_To do_
Set out the items below as a numbered list, omitting any blank lines.

_Entries provided_
------------------------------------------------

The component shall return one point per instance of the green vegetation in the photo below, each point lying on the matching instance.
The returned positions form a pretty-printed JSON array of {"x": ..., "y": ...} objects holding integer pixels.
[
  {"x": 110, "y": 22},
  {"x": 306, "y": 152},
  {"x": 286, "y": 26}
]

------------------------------------------------

_Solution below_
1. The component shall return one point per instance of the green vegetation in the photo below, each point lying on the matching instance.
2. The returned positions form a pretty-printed JSON array of {"x": ..., "y": ...} objects holding integer pixels.
3. [
4.   {"x": 110, "y": 22},
5.   {"x": 306, "y": 152},
6.   {"x": 286, "y": 26}
7. ]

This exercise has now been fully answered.